[Excerpts from location labeling data]
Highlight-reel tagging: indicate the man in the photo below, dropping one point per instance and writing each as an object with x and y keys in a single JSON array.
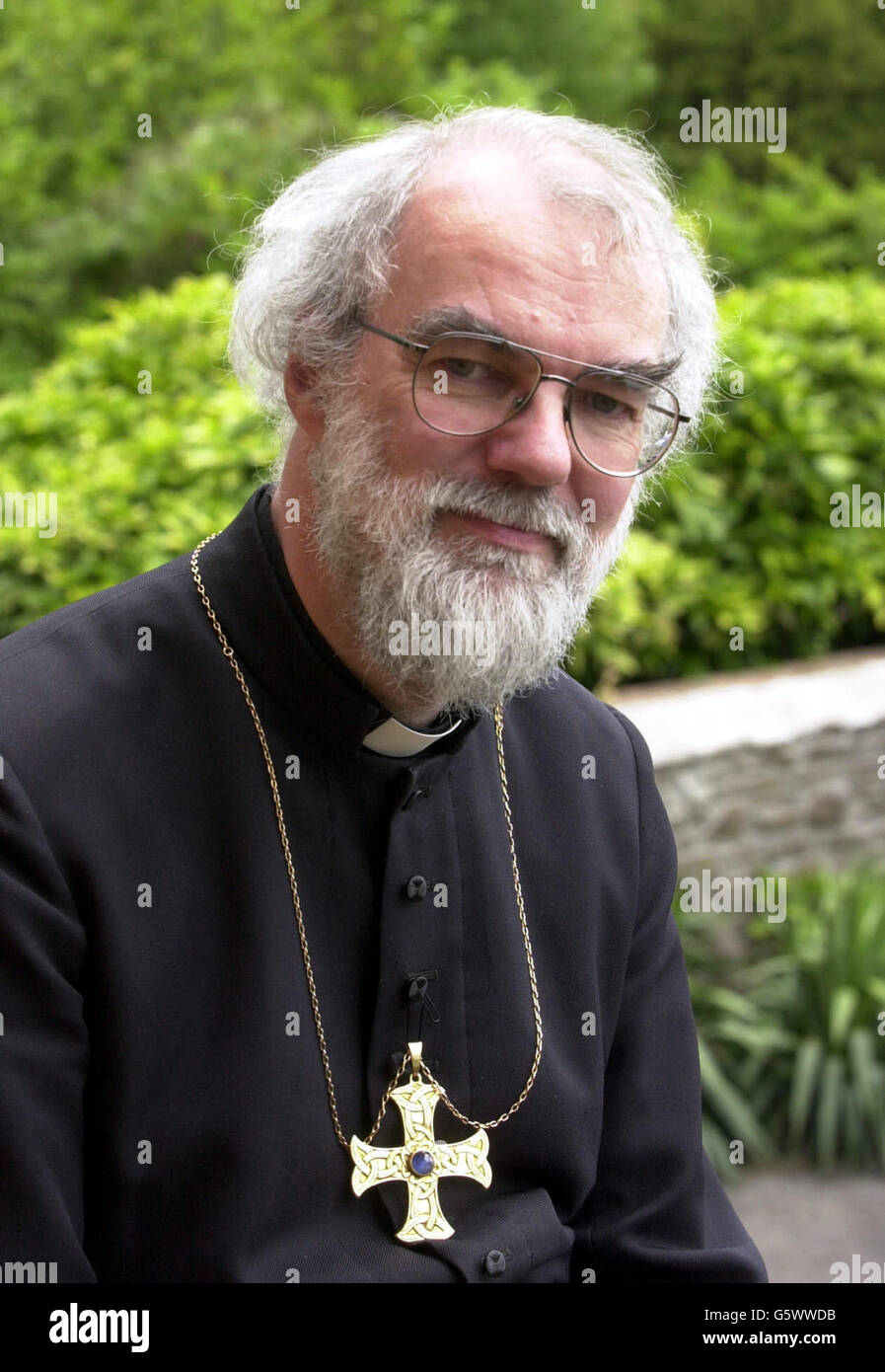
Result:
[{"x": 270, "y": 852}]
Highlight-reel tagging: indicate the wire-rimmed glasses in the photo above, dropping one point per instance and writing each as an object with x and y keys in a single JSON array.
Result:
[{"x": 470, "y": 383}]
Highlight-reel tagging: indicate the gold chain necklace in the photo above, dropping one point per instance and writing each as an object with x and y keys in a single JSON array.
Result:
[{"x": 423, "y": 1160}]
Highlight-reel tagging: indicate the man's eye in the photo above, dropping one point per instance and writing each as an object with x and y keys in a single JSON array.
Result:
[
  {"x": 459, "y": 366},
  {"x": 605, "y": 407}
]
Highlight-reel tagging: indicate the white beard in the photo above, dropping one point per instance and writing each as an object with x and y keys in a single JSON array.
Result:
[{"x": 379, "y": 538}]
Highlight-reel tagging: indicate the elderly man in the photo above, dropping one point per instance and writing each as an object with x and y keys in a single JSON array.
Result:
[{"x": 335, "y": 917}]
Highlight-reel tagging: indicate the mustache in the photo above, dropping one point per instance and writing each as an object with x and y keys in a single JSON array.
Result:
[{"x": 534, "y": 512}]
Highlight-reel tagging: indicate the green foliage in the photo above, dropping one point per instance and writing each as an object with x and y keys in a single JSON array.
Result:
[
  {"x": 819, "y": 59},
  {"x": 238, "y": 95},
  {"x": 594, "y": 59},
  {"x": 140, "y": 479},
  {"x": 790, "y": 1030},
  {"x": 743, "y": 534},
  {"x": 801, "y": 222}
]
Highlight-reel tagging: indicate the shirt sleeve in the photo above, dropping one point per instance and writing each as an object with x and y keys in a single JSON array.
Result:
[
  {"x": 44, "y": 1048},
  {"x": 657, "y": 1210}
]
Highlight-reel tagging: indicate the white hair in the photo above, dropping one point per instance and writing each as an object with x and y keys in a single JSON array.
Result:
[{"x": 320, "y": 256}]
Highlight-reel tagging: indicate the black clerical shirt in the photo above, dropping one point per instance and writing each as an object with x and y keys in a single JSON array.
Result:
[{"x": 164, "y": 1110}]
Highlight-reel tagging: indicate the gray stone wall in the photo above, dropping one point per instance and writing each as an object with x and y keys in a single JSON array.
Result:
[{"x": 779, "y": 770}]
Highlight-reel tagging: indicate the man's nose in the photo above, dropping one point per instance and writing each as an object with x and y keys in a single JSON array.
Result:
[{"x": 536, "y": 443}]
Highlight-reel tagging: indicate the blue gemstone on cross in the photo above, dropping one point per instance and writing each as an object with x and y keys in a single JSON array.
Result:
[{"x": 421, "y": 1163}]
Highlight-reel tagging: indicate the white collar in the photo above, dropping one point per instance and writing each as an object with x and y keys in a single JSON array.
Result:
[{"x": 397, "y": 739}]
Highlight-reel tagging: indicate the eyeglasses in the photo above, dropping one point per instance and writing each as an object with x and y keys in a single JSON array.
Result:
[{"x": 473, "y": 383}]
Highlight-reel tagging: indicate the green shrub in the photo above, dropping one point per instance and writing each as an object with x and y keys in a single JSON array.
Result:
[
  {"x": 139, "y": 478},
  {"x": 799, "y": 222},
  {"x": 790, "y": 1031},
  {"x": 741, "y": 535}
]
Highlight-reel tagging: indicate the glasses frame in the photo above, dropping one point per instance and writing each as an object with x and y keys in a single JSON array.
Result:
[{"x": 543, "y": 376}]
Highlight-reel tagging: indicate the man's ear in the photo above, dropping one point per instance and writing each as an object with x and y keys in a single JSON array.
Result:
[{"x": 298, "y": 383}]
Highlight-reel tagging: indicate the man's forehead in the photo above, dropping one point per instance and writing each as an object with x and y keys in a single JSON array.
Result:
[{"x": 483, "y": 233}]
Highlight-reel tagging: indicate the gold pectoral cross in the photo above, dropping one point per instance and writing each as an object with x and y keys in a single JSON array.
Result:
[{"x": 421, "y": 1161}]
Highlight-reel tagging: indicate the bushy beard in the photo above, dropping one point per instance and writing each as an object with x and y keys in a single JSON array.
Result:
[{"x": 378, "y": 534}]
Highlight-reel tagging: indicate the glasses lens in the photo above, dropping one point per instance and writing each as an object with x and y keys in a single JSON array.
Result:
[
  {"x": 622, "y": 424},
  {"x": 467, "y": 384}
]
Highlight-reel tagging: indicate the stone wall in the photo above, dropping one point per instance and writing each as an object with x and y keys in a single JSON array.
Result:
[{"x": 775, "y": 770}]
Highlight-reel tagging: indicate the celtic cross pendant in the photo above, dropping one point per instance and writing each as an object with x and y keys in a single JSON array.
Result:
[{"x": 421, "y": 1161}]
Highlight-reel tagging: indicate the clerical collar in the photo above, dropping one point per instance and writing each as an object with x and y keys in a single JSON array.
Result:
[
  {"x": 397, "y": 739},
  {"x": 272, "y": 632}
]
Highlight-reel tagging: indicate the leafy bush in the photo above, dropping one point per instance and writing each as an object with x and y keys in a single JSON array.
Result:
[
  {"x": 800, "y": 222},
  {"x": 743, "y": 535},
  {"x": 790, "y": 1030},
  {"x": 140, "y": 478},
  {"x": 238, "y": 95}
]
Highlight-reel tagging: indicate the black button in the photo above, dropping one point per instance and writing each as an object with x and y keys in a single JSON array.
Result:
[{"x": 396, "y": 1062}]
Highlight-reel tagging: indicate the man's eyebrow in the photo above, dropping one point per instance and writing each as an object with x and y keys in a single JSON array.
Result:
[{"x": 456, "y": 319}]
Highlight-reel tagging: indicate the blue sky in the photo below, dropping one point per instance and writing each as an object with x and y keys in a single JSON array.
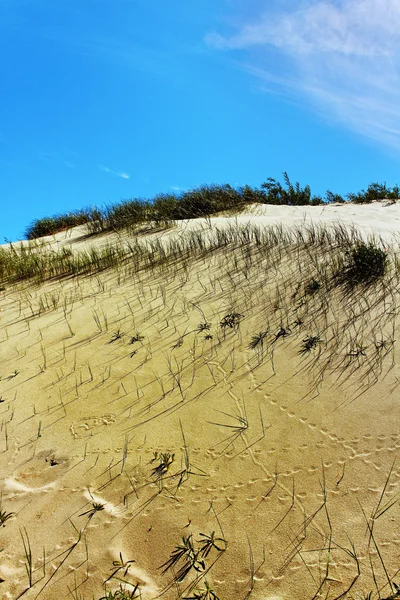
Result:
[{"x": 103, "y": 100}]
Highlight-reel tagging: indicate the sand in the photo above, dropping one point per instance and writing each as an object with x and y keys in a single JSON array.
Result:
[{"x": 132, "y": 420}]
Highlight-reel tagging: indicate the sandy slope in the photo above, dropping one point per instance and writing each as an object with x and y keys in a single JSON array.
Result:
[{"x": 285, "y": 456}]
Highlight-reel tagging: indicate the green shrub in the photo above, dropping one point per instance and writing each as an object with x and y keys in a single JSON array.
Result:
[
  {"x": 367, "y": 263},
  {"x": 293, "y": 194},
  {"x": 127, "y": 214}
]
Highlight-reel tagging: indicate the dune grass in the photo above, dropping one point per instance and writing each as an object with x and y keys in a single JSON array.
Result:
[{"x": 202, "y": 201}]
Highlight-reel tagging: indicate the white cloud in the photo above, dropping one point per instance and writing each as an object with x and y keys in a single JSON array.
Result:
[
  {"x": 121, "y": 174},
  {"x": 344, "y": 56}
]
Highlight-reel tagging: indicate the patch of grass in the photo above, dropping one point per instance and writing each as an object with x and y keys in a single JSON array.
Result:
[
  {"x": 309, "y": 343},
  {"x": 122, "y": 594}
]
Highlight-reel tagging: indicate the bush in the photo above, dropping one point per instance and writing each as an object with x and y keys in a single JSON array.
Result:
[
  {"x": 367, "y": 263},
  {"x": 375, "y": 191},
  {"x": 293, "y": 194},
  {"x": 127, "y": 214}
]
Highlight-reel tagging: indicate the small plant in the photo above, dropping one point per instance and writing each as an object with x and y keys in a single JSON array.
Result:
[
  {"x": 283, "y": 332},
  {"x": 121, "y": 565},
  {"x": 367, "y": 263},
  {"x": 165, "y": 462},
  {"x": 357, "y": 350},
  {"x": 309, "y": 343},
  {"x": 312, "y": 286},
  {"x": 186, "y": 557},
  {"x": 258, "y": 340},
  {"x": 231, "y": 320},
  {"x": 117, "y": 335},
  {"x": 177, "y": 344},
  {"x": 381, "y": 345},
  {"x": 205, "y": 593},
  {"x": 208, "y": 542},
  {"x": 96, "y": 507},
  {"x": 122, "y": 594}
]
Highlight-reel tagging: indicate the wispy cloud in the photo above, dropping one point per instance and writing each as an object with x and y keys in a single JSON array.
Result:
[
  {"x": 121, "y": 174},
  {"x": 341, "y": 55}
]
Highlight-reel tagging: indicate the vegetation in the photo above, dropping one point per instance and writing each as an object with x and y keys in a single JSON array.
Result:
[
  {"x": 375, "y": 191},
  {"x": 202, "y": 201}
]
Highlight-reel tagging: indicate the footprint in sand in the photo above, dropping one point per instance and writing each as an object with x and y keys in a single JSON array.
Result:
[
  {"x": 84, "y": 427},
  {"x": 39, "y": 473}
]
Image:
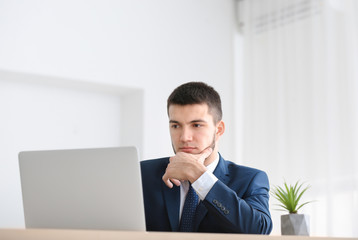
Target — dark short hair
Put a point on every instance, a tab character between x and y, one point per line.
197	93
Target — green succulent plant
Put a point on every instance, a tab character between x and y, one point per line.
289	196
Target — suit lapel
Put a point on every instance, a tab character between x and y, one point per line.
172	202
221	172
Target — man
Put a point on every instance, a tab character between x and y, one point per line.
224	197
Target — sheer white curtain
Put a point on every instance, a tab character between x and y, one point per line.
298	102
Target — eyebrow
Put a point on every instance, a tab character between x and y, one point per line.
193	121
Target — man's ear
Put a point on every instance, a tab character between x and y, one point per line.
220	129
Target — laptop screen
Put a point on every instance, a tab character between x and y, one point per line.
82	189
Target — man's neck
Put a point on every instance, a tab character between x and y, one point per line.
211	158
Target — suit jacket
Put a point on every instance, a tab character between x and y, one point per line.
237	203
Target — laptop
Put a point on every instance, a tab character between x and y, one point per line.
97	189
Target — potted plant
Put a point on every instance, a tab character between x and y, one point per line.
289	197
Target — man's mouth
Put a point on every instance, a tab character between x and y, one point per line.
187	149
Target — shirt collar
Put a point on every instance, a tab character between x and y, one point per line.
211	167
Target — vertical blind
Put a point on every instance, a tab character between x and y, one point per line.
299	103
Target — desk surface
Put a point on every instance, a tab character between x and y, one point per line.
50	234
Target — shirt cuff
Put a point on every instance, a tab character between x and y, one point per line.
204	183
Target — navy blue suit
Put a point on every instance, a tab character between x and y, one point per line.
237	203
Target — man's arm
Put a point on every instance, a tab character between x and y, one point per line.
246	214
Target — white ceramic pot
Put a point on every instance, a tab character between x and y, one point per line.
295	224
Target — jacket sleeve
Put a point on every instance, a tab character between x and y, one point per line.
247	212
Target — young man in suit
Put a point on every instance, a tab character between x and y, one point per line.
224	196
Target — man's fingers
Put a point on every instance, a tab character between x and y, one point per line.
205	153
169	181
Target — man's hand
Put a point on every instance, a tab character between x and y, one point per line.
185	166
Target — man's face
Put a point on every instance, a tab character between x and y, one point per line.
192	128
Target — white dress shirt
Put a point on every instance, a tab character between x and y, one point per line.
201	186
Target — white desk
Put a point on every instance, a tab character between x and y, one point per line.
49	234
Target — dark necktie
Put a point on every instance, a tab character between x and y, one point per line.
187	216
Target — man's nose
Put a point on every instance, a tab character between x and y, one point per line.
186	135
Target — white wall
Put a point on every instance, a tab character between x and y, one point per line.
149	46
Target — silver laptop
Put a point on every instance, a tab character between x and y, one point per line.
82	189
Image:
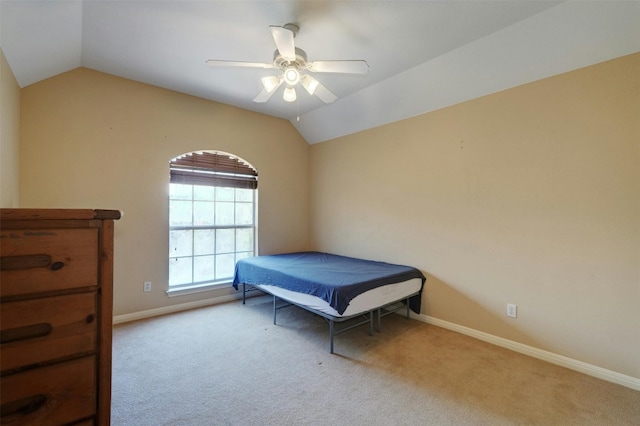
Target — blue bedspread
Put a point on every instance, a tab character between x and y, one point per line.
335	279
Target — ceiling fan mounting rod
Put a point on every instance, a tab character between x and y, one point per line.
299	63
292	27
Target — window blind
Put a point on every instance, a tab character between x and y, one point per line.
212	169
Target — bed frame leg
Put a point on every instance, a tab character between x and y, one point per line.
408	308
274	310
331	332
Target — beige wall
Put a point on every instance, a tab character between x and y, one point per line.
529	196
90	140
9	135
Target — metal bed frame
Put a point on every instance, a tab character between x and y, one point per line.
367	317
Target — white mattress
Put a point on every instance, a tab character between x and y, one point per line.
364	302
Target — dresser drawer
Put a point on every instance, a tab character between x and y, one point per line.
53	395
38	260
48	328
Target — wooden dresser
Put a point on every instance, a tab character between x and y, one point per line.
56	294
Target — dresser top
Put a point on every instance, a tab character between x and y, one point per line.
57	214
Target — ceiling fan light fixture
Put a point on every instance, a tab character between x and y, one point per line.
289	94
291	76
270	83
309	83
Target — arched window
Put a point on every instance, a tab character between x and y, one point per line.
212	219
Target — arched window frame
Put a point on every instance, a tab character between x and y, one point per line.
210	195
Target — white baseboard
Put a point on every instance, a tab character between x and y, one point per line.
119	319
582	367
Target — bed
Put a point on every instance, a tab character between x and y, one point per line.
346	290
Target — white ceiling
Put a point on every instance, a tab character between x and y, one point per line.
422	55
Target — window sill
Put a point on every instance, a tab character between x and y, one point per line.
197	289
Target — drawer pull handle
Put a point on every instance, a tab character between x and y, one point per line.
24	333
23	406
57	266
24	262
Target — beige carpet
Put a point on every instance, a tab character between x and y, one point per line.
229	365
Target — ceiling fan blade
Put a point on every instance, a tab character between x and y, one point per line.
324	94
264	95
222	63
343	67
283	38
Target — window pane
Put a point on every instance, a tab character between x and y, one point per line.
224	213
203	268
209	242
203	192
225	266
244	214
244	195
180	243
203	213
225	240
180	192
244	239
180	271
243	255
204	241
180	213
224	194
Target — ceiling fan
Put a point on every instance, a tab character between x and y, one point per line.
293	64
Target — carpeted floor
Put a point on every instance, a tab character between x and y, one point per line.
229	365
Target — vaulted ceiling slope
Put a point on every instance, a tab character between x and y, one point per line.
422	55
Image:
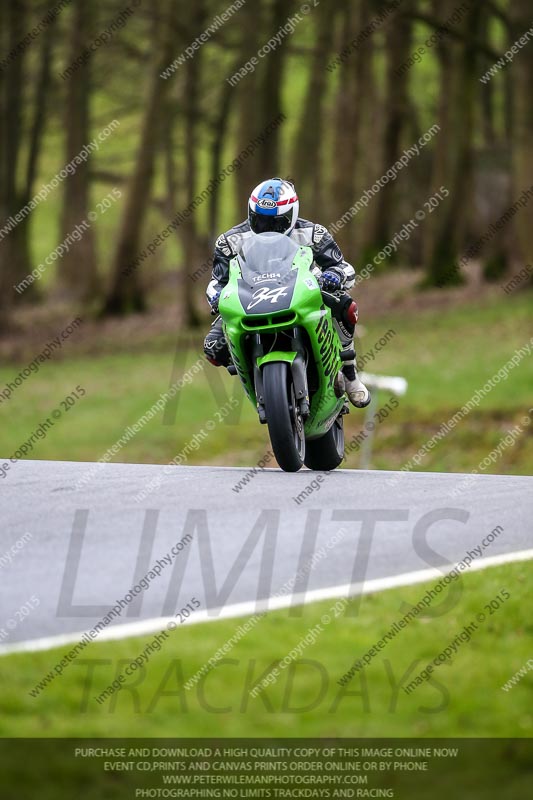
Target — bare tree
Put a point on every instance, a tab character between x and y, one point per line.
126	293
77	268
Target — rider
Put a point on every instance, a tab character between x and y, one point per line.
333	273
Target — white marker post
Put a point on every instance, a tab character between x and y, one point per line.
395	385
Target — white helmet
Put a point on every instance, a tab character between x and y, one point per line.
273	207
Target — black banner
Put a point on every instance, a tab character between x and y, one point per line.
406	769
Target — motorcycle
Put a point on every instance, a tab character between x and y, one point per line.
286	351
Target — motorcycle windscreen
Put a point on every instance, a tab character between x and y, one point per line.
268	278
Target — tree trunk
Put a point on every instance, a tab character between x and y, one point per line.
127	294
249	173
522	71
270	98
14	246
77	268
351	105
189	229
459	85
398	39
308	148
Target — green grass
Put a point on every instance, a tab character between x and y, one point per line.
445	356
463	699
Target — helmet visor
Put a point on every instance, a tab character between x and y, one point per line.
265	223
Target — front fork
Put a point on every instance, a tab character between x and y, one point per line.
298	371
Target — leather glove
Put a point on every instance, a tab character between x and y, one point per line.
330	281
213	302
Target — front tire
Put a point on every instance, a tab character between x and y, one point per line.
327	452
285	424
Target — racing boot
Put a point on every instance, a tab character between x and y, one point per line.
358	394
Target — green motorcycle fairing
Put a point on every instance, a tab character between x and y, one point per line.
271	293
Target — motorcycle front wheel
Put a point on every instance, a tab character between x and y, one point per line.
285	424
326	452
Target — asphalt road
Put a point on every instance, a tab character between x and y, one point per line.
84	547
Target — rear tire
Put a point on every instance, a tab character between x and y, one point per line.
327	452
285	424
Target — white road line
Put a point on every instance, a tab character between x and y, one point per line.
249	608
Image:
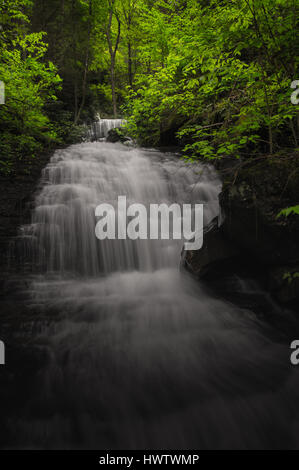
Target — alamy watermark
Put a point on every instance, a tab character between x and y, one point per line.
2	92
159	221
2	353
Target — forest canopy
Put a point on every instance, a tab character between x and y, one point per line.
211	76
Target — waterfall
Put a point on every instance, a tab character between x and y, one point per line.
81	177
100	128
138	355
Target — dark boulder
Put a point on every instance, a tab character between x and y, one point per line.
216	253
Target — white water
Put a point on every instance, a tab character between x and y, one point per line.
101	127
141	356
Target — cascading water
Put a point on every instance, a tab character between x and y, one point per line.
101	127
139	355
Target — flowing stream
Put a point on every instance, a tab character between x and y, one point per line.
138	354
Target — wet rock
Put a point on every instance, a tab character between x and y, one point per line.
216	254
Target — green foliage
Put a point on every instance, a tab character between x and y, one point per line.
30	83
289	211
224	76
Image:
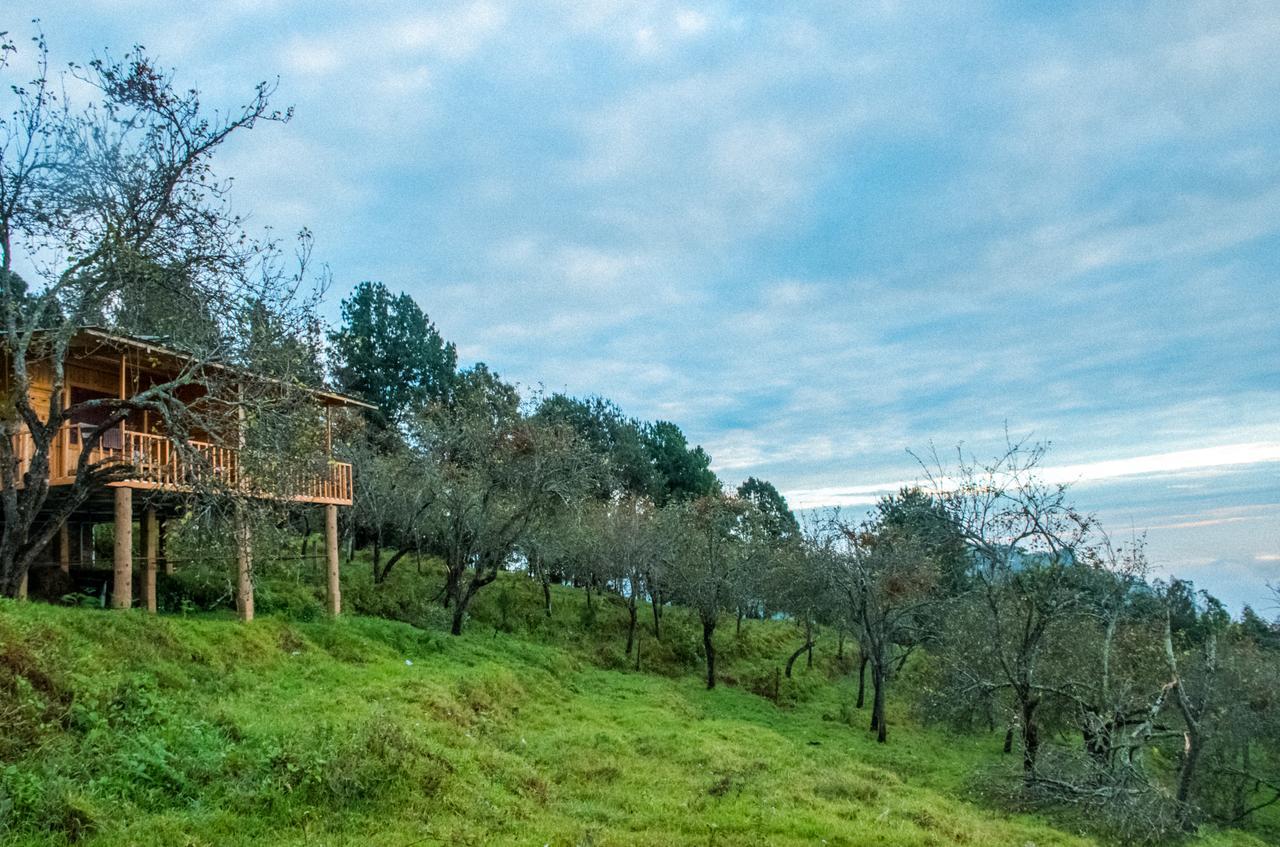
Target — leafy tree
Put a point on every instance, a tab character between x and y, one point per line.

▶ **Prompt**: Reproduce the records from the line with "Target — wet rock" through the end, swapping "Target" for "Label" and changing nothing else. Omit the pictures from your answer.

▶ **Result of the task**:
Label — wet rock
Put a point on every instance, a tab character between x and y, one point per line.
216	254
Label — green foliage
Put a point on every instance, a tab character between x and y, one point per line.
30	83
289	211
224	76
Image:
Label — leafy tree
Put a point on every instance, a tab character between x and y, one point per line.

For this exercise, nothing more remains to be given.